___ Отрывок
Что же до постановочной части, то нашим театрам в Европе нет равных. На особую тщательность, с какой наши исполнители гримируются, на то, какие замечательные, продуманные до мелочей костюмы им шьются, обратил, между прочим, внимание Рикобини, итальянец, путешествующий по Европе с единственной целью познакомиться с европейскими театрами. Впрочем, и в этом отношении у нас имеются некоторые очевидные недостатки – как традиционные, так и еще только входящие в моду. К примеру, ковер, разложенный на сцене, дабы господа актеры не испортили свои костюмы, означает приближение трагедии; накрытый скатертью стол не более свидетельствует о приближающемся обеде, чем покрытая ковром сцена Друри-Лейна, – о кровопролитии. Когда мы из зала наблюдаем за маленькими пажами с одинаковыми, бессмысленными лицами, что несут шлейф рыдающей принцессы, или за следующими в ее свите неуклюжими придворными, мы вряд ли разделим ее горе. Статисты всегда отвлекают внимание зрителей, однако у нас их роль тем более смехотворна, что они простаивают на сцене весь спектакль, ровным счетом ничего не делая, и если уж никак нельзя обойтись без стражников в грязных рубахах, то пусть хотя бы смотрят на актеров, а не глазеют на зрителей.
Красота, как мне представляется, – необходимое условие для ведущей актрисы. Такого же мнения придерживаются во всех театрах Европы – но не у нас. Я при всем желании не могу себе представить, чтобы герой жертвовал своей жизнью ради юной девы отталкивающей внешности. Когда даже густой грим не может скрыть морщин на лице героини, мне странно слышать, что герой объявляет ее лик «ангельским». Его поведение наверняка покажется зрителю несуразным, а человек, которого я вынужден обвинить в отсутствии вкуса, едва ли вызовет мое расположение, тем более – восхищение. Примерно то же самое происходит, когда весьма тучная актриса тщится сыграть роль умирающей от голода.
Хочется поэтому пожелать, чтобы в будущем роли молодых и красивых исполнялись молодыми и красивыми, ибо, должен признаться, я предпочитаю, чтобы на сцену выходили люди не старые и приятной наружности, пусть покамест и неопытные, нежели поблекшие и неловкие старики и старухи – пусть бы даже они отлично справлялись со своей ролью. Если первые могут сойти за нескладных новобранцев, то, глядя на вторых, не можешь отделаться от ощущения, что попал в дом престарелых.
О преходящей славе людской
Владелец пивной под Излингтоном, который много лет торговал пивом под вывеской с изображением французского короля, в начале последней войны сорвал ее и на ее место водрузил другую, с королевой Венгрии. Под сенью кирпичного лица и золотого скипетра королевы он продолжал поить завсегдатаев пивом, покуда королеву не разлюбили, после чего некоторое время назад он поменял венгерскую королеву на прусского короля, которого, в свою очередь, придется, быть может, в угоду вульгарным вкусам поменять еще на какого-нибудь великого мира сего.
Так, великие люди сменяют один другого под любопытными взглядами толпы. Налюбовавшись одним великим человеком, мы выбрасываем его за ненадобностью, а на его место ставим другого, который, впрочем, надолго также задержится едва ли, – толпе ведь претит однообразие.
______
___ Записи данных
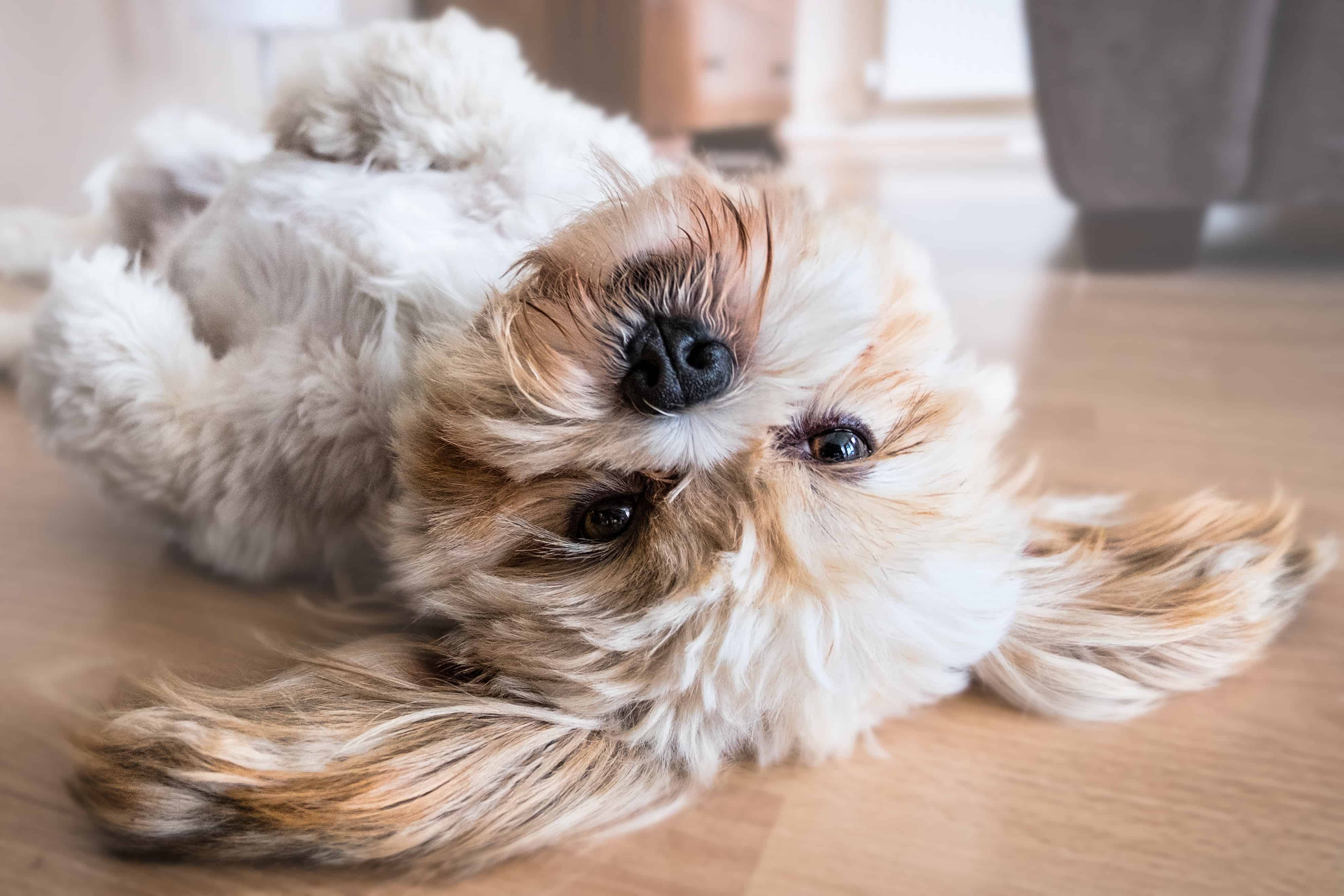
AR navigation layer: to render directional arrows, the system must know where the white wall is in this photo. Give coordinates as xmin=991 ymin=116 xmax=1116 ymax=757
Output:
xmin=880 ymin=0 xmax=1027 ymax=101
xmin=0 ymin=0 xmax=411 ymax=211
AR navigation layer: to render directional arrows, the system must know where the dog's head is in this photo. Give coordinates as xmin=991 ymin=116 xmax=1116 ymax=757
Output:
xmin=394 ymin=172 xmax=1023 ymax=763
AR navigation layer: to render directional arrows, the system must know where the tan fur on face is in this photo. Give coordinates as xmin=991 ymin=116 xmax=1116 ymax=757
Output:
xmin=74 ymin=164 xmax=1325 ymax=869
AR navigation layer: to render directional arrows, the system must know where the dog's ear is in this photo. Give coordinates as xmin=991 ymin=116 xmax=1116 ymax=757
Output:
xmin=71 ymin=638 xmax=687 ymax=872
xmin=976 ymin=494 xmax=1333 ymax=720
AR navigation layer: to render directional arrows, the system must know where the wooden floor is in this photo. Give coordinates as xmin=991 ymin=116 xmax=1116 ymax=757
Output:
xmin=0 ymin=149 xmax=1344 ymax=896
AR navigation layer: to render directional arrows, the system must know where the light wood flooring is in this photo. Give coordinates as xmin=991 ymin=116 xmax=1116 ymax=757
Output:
xmin=0 ymin=146 xmax=1344 ymax=896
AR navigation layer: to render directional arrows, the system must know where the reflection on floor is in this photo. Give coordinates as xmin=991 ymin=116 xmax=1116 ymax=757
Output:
xmin=0 ymin=129 xmax=1344 ymax=896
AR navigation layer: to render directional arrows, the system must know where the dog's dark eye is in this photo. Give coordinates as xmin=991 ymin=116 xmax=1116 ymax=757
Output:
xmin=808 ymin=430 xmax=872 ymax=464
xmin=578 ymin=494 xmax=640 ymax=541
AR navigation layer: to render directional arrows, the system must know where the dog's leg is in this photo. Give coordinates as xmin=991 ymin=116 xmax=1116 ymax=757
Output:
xmin=976 ymin=494 xmax=1333 ymax=719
xmin=269 ymin=10 xmax=653 ymax=176
xmin=20 ymin=246 xmax=395 ymax=580
xmin=0 ymin=110 xmax=270 ymax=282
xmin=71 ymin=638 xmax=688 ymax=872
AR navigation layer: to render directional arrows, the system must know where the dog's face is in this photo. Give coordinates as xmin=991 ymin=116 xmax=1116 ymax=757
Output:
xmin=392 ymin=173 xmax=1023 ymax=763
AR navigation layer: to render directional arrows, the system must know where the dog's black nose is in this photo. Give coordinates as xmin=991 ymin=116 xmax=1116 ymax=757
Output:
xmin=621 ymin=317 xmax=735 ymax=414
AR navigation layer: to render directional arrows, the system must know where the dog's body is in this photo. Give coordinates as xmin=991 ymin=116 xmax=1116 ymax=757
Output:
xmin=0 ymin=7 xmax=1325 ymax=868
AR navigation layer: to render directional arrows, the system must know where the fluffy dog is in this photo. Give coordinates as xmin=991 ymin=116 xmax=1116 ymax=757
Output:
xmin=0 ymin=7 xmax=1328 ymax=872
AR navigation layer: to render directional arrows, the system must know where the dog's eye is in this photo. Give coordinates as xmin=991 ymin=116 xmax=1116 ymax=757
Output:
xmin=578 ymin=494 xmax=640 ymax=541
xmin=808 ymin=430 xmax=872 ymax=464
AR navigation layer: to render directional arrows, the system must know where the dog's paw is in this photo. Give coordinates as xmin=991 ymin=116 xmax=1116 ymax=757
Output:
xmin=19 ymin=246 xmax=210 ymax=454
xmin=269 ymin=10 xmax=527 ymax=171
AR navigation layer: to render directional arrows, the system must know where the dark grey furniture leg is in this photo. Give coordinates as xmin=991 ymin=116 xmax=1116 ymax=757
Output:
xmin=1078 ymin=206 xmax=1204 ymax=272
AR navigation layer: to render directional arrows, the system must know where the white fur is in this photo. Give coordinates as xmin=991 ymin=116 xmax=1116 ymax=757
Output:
xmin=12 ymin=11 xmax=658 ymax=580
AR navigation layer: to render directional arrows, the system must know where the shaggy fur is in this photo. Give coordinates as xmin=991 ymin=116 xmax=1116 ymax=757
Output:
xmin=0 ymin=7 xmax=1329 ymax=871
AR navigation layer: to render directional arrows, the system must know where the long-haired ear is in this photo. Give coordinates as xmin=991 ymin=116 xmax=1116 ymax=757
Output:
xmin=71 ymin=638 xmax=688 ymax=872
xmin=976 ymin=493 xmax=1333 ymax=720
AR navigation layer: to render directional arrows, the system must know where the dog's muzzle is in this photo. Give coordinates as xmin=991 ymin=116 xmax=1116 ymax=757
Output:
xmin=621 ymin=317 xmax=736 ymax=414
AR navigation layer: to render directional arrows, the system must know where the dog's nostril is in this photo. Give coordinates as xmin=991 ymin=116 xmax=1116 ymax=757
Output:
xmin=621 ymin=317 xmax=736 ymax=414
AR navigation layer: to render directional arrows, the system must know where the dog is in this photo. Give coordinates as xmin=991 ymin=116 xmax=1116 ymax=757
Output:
xmin=0 ymin=12 xmax=1330 ymax=873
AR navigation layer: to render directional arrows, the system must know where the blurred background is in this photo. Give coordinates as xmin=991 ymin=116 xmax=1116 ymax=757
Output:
xmin=0 ymin=0 xmax=1344 ymax=895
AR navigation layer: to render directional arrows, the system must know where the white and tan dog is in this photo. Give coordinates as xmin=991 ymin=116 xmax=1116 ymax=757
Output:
______
### Задания
#1 Какой вывеской владелец пивной под Излингтоном заменил вывеску с французским королем, судя по отрывку?
#2 Перепишите дословно часть отрывка между словами «Красота, как мне» и «умирающей от голода.», включая их.
Записи здесь никакой роли не играют.

### Ответы к заданиям
#1 Вывеской с королевой Венгрии.

#2
Красота, как мне представляется, – необходимое условие для ведущей актрисы. Такого же мнения придерживаются во всех театрах Европы – но не у нас. Я при всем желании не могу себе представить, чтобы герой жертвовал своей жизнью ради юной девы отталкивающей внешности. Когда даже густой грим не может скрыть морщин на лице героини, мне странно слышать, что герой объявляет ее лик «ангельским». Его поведение наверняка покажется зрителю несуразным, а человек, которого я вынужден обвинить в отсутствии вкуса, едва ли вызовет мое расположение, тем более – восхищение. Примерно то же самое происходит, когда весьма тучная актриса тщится сыграть роль умирающей от голода.